» TASKS TO COMPLETE:
1. According to the college management advice, what motto remains in use?
2. Rewrite the college management advice starting with "Not just respect" and going on through "and the like.", changing "favours" to "perks".

» DOCUMENT SECTION:
===

Be ready for the ‘gift from heaven’, that is, being in the right place at the right time and when it comes, use it to the full. If a huge circus comes to town and just for a fortnight, there is money being spent like no tomorrow. Remember that colleges have resources that can be turned to many uses and rented out at a most lucrative price, no matter if in the form of goods that have a long term value rather than cash.

Be sure to keep your subordinates in their proper place.

Not just respect but fear is the appropriate attitude for them to hold towards you. This by no means excludes the use of favours such as the chance to travel briefly on college business, petty promotions and the like.

Be sure to dispense these trifles not only to sustain motivation but also to keep your underlings under control, factionalising against each other rather than against you. Our motto remains ‘Divide et impera’.

Always be ready to use the talents of others.

Even those who on the face of it – such as those with a record of being union activists – may superficially appear unreliable. Experience shows that once they have taken the management shilling the opposite is generally the case.  

There is always the danger of managers fleeing the pressures involved. This can simply be dealt with by giving them a salary above any they can obtain elsewhere. Take care with the ‘overachievers’ who, in seeking to emulate your success by being as ruthlessness as you are, may lack the skills and resources, so their bullying may become known. Such publicity can only reflect badly on you.

Heading up the greasy pole, it is less a matter of not forgetting where you came from than of recognising that being seen as ‘one of us’, a local, remains as important as ever. In doing so, it does no harm to let it drop that you are continuing to refuse invitations to take up a national role.

Coupled with this it is of the greatest importance that, as the empire grows, you present yourself as accountable, indeed ‘squeaky clean’ on all matters concerning money. Failure to do so will be taken as an invitation by your enemies to label you as corrupt.

A target driven culture becoming the norm is convenient for keeping clean hands. Your subordinates may well be forced to bend or even break the rules to achieve the figures demanded of them but can easily be disowned if the auditors should spot their ‘creativity’.

Be careful too with your powers of appointment when it comes to your power base in the locality.   Nothing points more quickly to corruption than cronies with jobs in the college. Some below you on the chain of command may well see themselves as secret oppositionists. Do not let this perturb you overmuch. They may successfully resist the tendency to bully and nevertheless achieve the goals set them. In which case, so what if they are secretly disloyal? So long as the money comes in.

Remember that Deep Throat had it right.

===

[Source data]
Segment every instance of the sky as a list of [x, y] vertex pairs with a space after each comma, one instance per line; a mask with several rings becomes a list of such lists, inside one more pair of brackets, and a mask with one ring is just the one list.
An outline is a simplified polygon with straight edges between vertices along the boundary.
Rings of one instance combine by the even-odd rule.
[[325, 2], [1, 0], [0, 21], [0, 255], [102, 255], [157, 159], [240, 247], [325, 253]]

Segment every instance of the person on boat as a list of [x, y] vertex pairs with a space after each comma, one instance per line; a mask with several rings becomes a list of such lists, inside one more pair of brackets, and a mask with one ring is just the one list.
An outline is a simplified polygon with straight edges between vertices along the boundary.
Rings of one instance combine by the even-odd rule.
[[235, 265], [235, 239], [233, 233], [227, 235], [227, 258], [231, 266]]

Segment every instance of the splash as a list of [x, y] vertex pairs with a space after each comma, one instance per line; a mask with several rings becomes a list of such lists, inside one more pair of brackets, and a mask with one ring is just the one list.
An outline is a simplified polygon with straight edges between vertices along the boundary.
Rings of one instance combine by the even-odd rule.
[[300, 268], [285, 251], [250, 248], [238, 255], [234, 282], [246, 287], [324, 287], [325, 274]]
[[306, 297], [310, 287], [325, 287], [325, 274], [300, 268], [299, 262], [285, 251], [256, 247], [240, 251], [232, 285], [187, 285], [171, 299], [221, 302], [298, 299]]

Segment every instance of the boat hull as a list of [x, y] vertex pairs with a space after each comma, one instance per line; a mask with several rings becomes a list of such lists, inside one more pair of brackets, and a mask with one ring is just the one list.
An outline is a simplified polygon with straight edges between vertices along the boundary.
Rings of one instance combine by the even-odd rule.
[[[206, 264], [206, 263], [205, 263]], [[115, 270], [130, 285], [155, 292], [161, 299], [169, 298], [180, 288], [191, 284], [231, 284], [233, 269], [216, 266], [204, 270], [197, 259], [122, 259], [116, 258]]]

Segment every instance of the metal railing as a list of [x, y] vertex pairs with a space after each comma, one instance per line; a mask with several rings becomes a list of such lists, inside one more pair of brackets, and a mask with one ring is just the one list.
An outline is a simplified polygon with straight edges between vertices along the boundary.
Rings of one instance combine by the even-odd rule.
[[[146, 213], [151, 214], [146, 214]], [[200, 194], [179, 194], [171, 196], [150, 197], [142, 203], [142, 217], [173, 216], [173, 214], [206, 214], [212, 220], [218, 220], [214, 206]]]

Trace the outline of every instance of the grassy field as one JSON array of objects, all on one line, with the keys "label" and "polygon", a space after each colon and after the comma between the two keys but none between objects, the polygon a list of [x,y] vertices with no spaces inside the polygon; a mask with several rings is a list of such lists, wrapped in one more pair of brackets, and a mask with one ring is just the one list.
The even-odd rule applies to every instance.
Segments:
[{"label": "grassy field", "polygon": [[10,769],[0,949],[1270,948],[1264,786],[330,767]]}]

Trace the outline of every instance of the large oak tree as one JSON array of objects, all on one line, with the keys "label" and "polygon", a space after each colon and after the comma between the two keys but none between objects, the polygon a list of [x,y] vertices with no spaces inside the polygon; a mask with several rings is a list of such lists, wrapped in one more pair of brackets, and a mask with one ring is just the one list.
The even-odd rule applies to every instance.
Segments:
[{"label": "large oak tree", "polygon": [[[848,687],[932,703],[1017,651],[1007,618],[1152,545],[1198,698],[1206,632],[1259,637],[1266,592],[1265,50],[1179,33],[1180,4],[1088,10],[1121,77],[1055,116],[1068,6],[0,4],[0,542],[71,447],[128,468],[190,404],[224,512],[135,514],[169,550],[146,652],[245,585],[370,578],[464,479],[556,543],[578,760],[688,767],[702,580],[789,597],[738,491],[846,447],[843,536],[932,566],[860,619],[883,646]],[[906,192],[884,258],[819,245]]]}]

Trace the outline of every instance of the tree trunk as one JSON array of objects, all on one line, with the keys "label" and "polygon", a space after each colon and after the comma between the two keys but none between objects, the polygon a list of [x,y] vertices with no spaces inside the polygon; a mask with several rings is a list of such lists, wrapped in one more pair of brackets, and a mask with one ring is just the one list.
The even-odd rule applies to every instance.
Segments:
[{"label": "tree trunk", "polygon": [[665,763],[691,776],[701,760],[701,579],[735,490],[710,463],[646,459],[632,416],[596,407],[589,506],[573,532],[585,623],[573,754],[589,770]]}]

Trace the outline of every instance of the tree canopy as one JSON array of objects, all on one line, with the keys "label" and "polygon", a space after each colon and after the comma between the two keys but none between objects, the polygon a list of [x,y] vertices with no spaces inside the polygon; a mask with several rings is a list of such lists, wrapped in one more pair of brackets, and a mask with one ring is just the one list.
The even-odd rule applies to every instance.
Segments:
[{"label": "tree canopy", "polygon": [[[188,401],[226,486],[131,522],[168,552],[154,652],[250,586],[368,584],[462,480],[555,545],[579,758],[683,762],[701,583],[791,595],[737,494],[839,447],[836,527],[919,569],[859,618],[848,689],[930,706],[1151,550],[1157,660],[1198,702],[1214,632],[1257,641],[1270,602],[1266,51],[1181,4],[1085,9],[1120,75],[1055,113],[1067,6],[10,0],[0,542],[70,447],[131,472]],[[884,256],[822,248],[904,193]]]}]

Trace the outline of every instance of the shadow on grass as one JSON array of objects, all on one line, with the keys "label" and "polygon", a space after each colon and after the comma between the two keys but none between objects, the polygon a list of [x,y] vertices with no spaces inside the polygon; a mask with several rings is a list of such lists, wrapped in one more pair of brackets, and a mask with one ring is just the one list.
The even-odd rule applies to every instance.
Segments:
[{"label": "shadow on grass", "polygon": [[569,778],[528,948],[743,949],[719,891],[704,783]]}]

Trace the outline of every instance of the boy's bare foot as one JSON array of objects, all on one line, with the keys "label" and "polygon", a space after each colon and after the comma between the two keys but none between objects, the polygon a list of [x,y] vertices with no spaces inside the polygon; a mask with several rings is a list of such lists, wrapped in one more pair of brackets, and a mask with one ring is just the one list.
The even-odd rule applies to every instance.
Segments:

===

» RESULTS:
1. 'Divide et impera'

2.
Not just respect but fear is the appropriate attitude for them to hold towards you. This by no means excludes the use of perks such as the chance to travel briefly on college business, petty promotions and the like.